Enunciado da tarefa:
Reescreva o trecho do texto sobre as queimadas na cana de "Segundo a palestrante, a" a "outro polissacarídeo prejudicial.", trocando "Leuconostoc mesenteroides" por "L. mesenteroides".

Texto fornecido:

════════════════

O impacto das queimadas na qualidade da cana

Márcia lembrou que o ano passado registrou incêndios de grande escala nos canaviais, resultando em danos severos aos colmos da cana. Como já demonstrado por estudos de Foster e Irvine (1981), as queimadas resultam em destruição da sacarose; diluição por fluxo de água na fibra; perda de açúcar por fluxo das raízes; perda física do açúcar pelo aquecimento do caldo e exsudação de açúcar, facilitando o crescimento de microrganismos.

“A consequência foi uma qualidade deteriorada da matéria-prima, agravada pela seca que seguiu os incêndios. Isso levou à perda de água, aumento no teor de fibra e dificuldades na moagem e extração, elevando a perda de sacarose no bagaço. Além disso, mesmo após a queima, a cana continuou respirando, resultando na inversão de sacarose em glicose e frutose, favorecendo o crescimento microbiano”, ressaltou.

O papel dos microrganismos na produção de gomas e ácidos

Segundo a palestrante, a degradação da cana favorece o desenvolvimento de bactérias como Leuconostoc mesenteroides, responsável pela formação da dextrana, um polissacarídeo 100% composto por glicose. Essa bactéria produz enzimas como:

Dextransucrase: degrada a sacarose, liberando frutose e formando dextrana.

Levansucrase: converte sacarose em levana, outro polissacarídeo prejudicial.

Alternansucrase: forma a alternana, também problemática.

Fosfoquetolase: em presença de oxigênio, produz ácido lático, ácido acético e CO₂; sem oxigênio, gera ácido lático, etanol e CO₂.

A manitol desidrogenase utiliza a frutose restante para produzir manitol, composto que interfere na qualidade do processo. A combinação de dextrana, ácidos orgânicos e polissacarídeos leva ao aumento da viscosidade do caldo e reduz a eficiência da fermentação.

Estudos e impactos na indústria

Márcia citou como exemplo, um estudo realizado por José Paulo Stupiello. presidente da Sociedade dos Técnicos Açucareiros e Alcooleiros do Brasil (STAB) Nacional, referência mundial do setor sucroenergético, em uma usina ao longo de 35 semanas, que confirmou que os teores de ácido lático acompanham os teores de dextrana formados dentro da fábrica.

“Eggleston (2004) também identificou essa relação, reforçando a necessidade de monitorar não apenas a dextrana, mas também o ácido lático”, disse.

A professora comentou que a análise dos resultados determinados durante o período de 19 de agosto a 17 de outubro de 2024, revelou que foram processadas 8 milhões de toneladas de cana, das quais 1,049 milhão eram de cana queimada (17% do total).

════════════════

Listagem de dados:
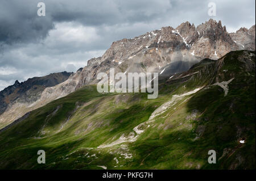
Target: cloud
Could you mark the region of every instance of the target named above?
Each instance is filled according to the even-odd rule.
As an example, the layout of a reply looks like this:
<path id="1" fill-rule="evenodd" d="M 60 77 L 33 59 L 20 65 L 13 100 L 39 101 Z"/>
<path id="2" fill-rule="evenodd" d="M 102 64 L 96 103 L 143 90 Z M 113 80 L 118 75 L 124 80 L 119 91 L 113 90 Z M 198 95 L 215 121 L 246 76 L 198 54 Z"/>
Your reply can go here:
<path id="1" fill-rule="evenodd" d="M 16 79 L 78 69 L 113 41 L 162 27 L 213 18 L 232 32 L 255 23 L 254 0 L 41 1 L 46 16 L 37 15 L 34 0 L 0 1 L 0 90 Z M 216 16 L 208 15 L 210 2 Z"/>

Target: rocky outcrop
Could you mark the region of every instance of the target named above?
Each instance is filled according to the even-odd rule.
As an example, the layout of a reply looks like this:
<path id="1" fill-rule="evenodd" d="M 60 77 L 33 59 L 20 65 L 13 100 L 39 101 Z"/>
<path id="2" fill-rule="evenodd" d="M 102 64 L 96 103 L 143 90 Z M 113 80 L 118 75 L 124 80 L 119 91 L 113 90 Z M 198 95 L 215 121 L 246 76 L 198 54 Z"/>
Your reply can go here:
<path id="1" fill-rule="evenodd" d="M 50 74 L 15 83 L 0 92 L 0 128 L 30 111 L 30 106 L 42 96 L 47 87 L 53 87 L 68 79 L 72 73 Z"/>
<path id="2" fill-rule="evenodd" d="M 230 37 L 239 47 L 239 49 L 255 50 L 255 25 L 250 29 L 241 28 L 236 33 L 230 33 Z"/>
<path id="3" fill-rule="evenodd" d="M 169 76 L 188 70 L 204 58 L 217 60 L 241 49 L 255 50 L 255 26 L 246 30 L 229 33 L 221 21 L 211 19 L 196 27 L 187 22 L 176 28 L 162 27 L 114 41 L 102 57 L 88 60 L 86 66 L 64 82 L 44 89 L 40 97 L 28 106 L 30 110 L 40 107 L 84 85 L 96 84 L 98 73 L 109 73 L 112 68 L 115 73 L 163 72 L 162 75 Z"/>

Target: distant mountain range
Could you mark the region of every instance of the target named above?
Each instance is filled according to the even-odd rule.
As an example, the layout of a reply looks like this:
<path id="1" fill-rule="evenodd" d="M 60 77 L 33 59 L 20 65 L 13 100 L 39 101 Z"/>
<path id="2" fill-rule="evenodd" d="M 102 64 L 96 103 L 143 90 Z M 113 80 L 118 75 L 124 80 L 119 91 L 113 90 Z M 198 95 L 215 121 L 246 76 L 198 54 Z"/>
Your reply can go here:
<path id="1" fill-rule="evenodd" d="M 29 78 L 21 83 L 16 81 L 13 85 L 1 91 L 0 128 L 10 124 L 30 111 L 27 107 L 40 98 L 42 92 L 46 87 L 55 86 L 63 82 L 72 74 L 64 71 L 50 74 L 42 77 Z"/>
<path id="2" fill-rule="evenodd" d="M 255 169 L 255 25 L 187 22 L 113 42 L 76 73 L 16 81 L 0 92 L 0 168 Z M 110 68 L 161 73 L 159 98 L 98 93 Z M 26 154 L 42 147 L 51 164 Z"/>

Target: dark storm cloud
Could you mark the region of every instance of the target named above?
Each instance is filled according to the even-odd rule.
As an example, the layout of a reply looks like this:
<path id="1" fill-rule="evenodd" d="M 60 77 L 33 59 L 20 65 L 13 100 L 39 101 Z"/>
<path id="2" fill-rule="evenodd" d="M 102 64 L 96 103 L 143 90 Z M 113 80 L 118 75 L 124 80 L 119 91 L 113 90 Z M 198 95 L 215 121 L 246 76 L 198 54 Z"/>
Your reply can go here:
<path id="1" fill-rule="evenodd" d="M 38 16 L 37 4 L 46 4 Z M 217 16 L 209 16 L 215 2 Z M 76 71 L 111 43 L 164 26 L 221 20 L 229 31 L 255 24 L 255 1 L 1 0 L 0 90 L 15 79 Z"/>

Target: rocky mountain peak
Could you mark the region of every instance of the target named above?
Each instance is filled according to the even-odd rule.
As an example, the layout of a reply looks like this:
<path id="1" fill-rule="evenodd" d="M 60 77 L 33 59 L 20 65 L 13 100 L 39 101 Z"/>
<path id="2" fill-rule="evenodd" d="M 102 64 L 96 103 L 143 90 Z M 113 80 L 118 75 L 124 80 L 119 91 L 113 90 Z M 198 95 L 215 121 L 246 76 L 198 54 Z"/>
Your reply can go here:
<path id="1" fill-rule="evenodd" d="M 14 84 L 14 86 L 19 86 L 20 83 L 18 80 L 16 80 Z"/>

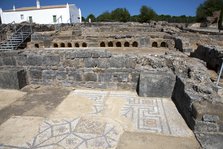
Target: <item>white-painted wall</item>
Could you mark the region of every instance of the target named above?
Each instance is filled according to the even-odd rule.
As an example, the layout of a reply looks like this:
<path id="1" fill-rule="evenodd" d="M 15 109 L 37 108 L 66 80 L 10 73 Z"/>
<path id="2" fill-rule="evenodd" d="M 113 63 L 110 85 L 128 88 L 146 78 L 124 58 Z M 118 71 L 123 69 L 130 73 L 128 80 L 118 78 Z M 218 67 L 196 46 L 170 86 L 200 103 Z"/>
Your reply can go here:
<path id="1" fill-rule="evenodd" d="M 1 11 L 0 11 L 1 13 Z M 24 18 L 21 18 L 21 15 Z M 50 8 L 50 9 L 36 9 L 36 10 L 27 10 L 27 11 L 10 11 L 1 13 L 1 19 L 3 24 L 8 24 L 13 21 L 15 23 L 21 23 L 24 21 L 29 21 L 29 16 L 32 16 L 32 20 L 37 24 L 54 24 L 53 15 L 56 15 L 56 18 L 62 16 L 62 19 L 59 19 L 58 23 L 79 23 L 79 11 L 75 5 L 68 5 L 64 8 Z M 72 17 L 71 17 L 72 16 Z M 70 19 L 71 17 L 71 19 Z M 72 20 L 70 22 L 70 20 Z"/>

════════════════

Resposta do exercício:
Segundo a palestrante, a degradação da cana favorece o desenvolvimento de bactérias como L. mesenteroides, responsável pela formação da dextrana, um polissacarídeo 100% composto por glicose. Essa bactéria produz enzimas como:

Dextransucrase: degrada a sacarose, liberando frutose e formando dextrana.

Levansucrase: converte sacarose em levana, outro polissacarídeo prejudicial.